◆ Document text:
(begin)

It is within the discretion of the trial court to award custody of the children consistent with their best interests and welfare. Upon review, this Court will not reverse the trial court's decision in awarding custody of the children unless a manifest abuse of discretion is shown. Watkins v. Watkins, supra; Lucas v. Lucas (1949), 119 Ind. App. 360, 86 N.E.2d 300. No such abuse is shown in the case at bar.

In the Watkins case we held that the guilt or innocence of either parent is not a controlling factor in determination of the child's custody and that the trial court may, in its sound discretion, award custody to the party against whom the divorce was decreed. Guilt of adultery does not automatically disqualify the guilty party from having custody of the children. In McMurrey v. McMurrey (1936), 210 Ind. 595, 4 N.E.2d 540, we said:

"Notwithstanding that appellant may have been guilty of adultery, yet the court, in its discretion, may have thought that under all the circumstances and conditions, the mother was a fit and proper person to have the custody of the child. A mother, as well as a father, may sometime sin; she may break the Sixth Commandment, but this fact alone, as a matter of law, does not necessarily make her an unfit and improper person to have the custody of her child. There are many things for a court to take into consideration when awarding the custody of a child to either mother or father...." 210 Ind. at 598.

See also Lucas v. Lucas, supra.

It is not necessary to recite all the evidence adduced at trial in the cause. Such "evidence" consists mainly of accusatory *126 statements by both parties to this action. The trial judge had both parties before him. He heard their testimony and observed their demeanor during both direct and cross examination. He heard the testimony of other witnesses including the parents of the appellant and a neighbor of the appellee who sometimes cared for the children. At the conclusion of the evidence the trial court found that the children should be in the custodial care of their mother. Suffice it to say that adequate evidence is in the record to support the finding of the trial court and this Court, on appeal, will not re-weigh the evidence nor substitute our judgment for that of the trial court.

(end)

Continue the court opinion above on child custody, starting right after its last sentence.

(Pointing records)
(begin)

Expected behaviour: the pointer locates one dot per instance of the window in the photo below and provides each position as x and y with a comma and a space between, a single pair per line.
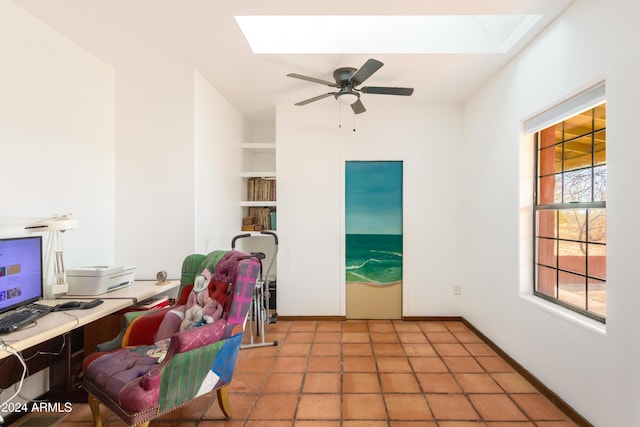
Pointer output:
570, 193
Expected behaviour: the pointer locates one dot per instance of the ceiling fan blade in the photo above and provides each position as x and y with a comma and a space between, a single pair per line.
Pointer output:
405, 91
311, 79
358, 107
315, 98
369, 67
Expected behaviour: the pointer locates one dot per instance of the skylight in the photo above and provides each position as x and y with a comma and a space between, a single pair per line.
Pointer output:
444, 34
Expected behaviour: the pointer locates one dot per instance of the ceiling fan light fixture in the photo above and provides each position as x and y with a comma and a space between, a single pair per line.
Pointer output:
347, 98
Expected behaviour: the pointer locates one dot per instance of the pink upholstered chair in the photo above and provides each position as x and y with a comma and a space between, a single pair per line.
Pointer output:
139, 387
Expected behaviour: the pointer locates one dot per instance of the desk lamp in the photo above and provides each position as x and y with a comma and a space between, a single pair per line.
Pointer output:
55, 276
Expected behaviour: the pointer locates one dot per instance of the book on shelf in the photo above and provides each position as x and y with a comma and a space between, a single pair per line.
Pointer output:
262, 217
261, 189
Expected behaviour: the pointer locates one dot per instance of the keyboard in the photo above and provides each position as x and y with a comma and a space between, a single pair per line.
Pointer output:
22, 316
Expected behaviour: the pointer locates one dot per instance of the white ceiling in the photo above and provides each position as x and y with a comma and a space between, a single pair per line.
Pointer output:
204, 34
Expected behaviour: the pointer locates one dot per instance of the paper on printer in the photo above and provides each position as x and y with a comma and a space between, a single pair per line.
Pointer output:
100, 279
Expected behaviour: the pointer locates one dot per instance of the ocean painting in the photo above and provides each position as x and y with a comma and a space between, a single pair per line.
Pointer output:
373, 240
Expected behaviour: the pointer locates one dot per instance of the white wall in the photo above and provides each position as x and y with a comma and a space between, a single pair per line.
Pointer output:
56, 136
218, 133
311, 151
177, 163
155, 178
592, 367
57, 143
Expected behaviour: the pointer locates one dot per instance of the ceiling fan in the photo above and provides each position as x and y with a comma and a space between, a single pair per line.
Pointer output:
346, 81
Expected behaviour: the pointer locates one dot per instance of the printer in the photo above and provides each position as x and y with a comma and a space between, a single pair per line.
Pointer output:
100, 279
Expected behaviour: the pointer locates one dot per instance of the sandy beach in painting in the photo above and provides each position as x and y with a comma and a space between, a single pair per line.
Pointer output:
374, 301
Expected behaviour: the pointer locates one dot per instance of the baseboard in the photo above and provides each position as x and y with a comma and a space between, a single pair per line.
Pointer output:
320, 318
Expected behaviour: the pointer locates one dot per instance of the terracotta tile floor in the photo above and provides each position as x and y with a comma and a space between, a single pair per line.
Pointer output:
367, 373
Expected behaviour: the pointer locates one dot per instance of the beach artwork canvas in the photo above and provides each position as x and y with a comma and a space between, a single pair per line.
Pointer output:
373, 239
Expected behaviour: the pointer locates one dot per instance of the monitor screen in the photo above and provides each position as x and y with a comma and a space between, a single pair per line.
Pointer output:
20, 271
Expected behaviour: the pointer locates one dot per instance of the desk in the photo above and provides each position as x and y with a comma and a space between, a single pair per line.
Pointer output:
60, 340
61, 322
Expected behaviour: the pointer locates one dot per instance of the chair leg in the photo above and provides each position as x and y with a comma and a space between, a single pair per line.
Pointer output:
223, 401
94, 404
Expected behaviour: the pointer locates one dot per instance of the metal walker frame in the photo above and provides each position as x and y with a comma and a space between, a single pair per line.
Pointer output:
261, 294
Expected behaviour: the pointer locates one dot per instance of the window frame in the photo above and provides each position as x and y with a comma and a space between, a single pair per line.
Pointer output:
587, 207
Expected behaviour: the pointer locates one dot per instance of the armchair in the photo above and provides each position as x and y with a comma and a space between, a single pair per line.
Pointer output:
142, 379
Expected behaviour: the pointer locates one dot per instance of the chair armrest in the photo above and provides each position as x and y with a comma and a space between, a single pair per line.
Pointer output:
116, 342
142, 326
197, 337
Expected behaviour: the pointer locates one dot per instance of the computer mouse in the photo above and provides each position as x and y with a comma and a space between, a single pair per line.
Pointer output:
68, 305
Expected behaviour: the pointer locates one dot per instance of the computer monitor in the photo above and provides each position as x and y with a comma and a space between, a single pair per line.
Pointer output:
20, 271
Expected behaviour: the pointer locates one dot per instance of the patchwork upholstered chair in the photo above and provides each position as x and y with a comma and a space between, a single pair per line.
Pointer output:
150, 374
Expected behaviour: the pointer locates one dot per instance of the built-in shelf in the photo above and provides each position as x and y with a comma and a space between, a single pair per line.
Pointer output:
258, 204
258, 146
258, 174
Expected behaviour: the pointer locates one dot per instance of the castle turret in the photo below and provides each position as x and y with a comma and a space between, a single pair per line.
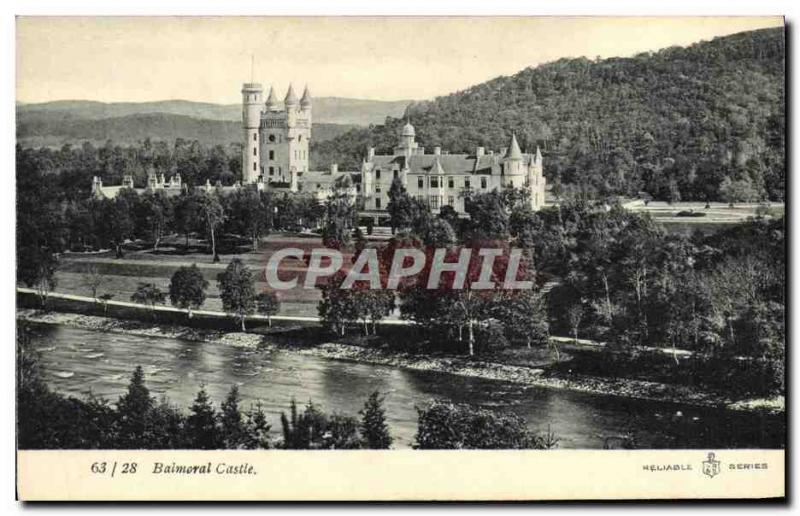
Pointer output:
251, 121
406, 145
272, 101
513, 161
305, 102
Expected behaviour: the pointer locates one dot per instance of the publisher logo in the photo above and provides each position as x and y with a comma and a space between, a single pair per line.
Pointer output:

(end)

◆ Task response:
The trial court is not bound by the admission of the appellee in making its determination as to the proper party to have care and custody of the children. In Carson v. Carson (1950), 120 Ind. App. 1, 89 N.E.2d 555, the Appellate Court said:

"An agreement of the parties as to the custody of their children made previous to a decree for divorce will not necessarily control the decision of the court.... Where such an agreement is conducive to the general welfare of the children, it may be incorporated into the decree and enforced, but the court's power subsequently to modify the decree as to custody of the children is not thereby abridged...." 120 Ind. App. at 8-9.

While the trial court was not faced with an agreement as to custody but rather on admission of unfitness, the same principles apply here. In short, the welfare of the child being paramount to all other considerations and the trial court being vested with the responsibility and the discretion to determine where the best interest and welfare of the child lie, that court cannot be strictly bound by the agreements, stipulations or admissions of the parties.

Nor are we persuaded by appellant's argument that the appellee's admission to paragraph four of his complaint constituted such a variance between the pleading and the proof so that he was grossly misled and, ergo, did not receive a fair trial.

*127 Where the proof does not conform to the pleading and such variance is material, the pleadings could have been amended as provided in Acts 1881 (Spec. Sess.), ch. 38, § 130, being Burns § 2-1063.

"No variance ... is to be deemed material, unless it have actually misled the adverse party to his prejudice in maintaining his action or defense upon the merits. Whenever it is alleged that a party has been so misled, that fact must be proved to the satisfaction of the court, and it must be shown in what respect he has been misled, and, thereupon, the court may order the pleading to be amended on such terms as may be just."

See now TR. 61 of the Indiana Rules of Procedure.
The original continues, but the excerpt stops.